**Source data:**
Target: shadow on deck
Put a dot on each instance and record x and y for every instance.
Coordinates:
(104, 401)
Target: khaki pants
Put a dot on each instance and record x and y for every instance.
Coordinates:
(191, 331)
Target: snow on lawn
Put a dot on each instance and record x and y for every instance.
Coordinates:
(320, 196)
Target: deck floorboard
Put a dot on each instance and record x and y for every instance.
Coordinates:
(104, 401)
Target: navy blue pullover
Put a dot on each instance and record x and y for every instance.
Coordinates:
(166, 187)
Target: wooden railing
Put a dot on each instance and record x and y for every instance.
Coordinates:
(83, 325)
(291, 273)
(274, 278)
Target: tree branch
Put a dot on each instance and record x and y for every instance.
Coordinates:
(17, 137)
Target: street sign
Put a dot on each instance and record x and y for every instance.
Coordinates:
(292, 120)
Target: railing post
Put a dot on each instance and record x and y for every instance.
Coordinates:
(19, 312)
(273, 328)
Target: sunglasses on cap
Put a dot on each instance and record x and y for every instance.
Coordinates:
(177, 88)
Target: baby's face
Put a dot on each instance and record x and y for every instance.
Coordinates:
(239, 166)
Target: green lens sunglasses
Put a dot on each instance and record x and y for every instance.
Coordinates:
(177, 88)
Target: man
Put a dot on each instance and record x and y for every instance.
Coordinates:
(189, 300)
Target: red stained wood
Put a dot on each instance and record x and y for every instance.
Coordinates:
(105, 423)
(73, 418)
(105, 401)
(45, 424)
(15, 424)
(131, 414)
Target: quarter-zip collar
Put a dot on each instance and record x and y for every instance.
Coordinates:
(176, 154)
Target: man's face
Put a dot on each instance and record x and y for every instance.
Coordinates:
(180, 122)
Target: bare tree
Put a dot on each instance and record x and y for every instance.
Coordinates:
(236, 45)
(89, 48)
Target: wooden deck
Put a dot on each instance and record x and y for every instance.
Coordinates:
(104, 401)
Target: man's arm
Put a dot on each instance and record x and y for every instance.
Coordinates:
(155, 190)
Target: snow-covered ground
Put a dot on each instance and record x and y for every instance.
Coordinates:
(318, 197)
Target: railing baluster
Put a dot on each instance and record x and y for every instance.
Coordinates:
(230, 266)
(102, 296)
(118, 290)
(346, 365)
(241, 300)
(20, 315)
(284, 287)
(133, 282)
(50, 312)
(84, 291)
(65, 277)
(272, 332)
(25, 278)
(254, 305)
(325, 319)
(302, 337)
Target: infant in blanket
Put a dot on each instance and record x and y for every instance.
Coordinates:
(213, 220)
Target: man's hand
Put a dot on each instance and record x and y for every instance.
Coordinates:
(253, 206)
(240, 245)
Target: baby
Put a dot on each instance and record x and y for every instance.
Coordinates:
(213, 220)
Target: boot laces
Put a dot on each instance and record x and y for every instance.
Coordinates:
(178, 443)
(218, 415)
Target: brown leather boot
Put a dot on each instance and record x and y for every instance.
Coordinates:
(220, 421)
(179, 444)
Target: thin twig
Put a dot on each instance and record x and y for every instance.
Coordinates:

**What you need to do:**
From the records above, transcribe without alteration every line from the one with "Target: railing baluster" to the one with "Target: infant in blanket", inclusive.

**Result of the exercise:**
Target: railing baluster
Put a dot on each instance and record x and y for every instance.
Coordinates:
(230, 266)
(102, 296)
(118, 290)
(346, 365)
(241, 300)
(20, 315)
(284, 287)
(133, 282)
(50, 312)
(84, 291)
(65, 277)
(272, 332)
(25, 278)
(254, 305)
(325, 319)
(302, 337)
Target: infant in blanket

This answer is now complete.